§ Problem to solve
Your response should consist of one number, the count of lines below that contain "instance".

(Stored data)
※ ※ ※

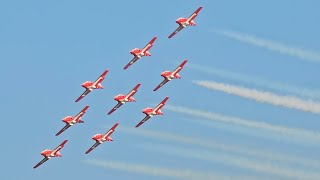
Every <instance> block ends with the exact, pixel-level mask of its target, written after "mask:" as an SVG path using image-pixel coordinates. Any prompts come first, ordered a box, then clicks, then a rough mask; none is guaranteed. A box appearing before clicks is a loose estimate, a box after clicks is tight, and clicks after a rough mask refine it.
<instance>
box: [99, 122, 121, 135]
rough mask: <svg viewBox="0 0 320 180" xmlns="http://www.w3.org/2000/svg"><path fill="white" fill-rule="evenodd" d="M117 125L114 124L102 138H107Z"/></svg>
mask: <svg viewBox="0 0 320 180" xmlns="http://www.w3.org/2000/svg"><path fill="white" fill-rule="evenodd" d="M118 125H119V123H115V124H114V125H113V126H112V128H110V129H109V131H107V132H106V133H105V134H104V136H103V138H106V137H109V136H110V135H111V134H112V133H113V132H114V131H115V130H116V128H117V126H118Z"/></svg>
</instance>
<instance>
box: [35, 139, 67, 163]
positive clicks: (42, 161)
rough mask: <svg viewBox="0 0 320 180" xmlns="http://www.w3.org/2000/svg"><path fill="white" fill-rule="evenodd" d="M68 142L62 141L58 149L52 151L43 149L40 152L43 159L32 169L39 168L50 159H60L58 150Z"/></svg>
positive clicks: (48, 149) (51, 150)
mask: <svg viewBox="0 0 320 180" xmlns="http://www.w3.org/2000/svg"><path fill="white" fill-rule="evenodd" d="M67 142H68V140H64V141H63V142H62V143H61V144H60V145H59V146H58V147H56V148H55V149H54V150H50V149H45V150H43V151H42V152H41V155H42V156H44V158H43V159H42V160H41V161H40V162H39V163H38V164H37V165H35V166H34V167H33V168H34V169H35V168H37V167H39V166H40V165H41V164H43V163H44V162H46V161H48V160H49V159H51V158H52V157H61V154H60V150H61V149H62V148H63V146H64V145H65V144H66V143H67Z"/></svg>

※ ※ ※

§ Response below
4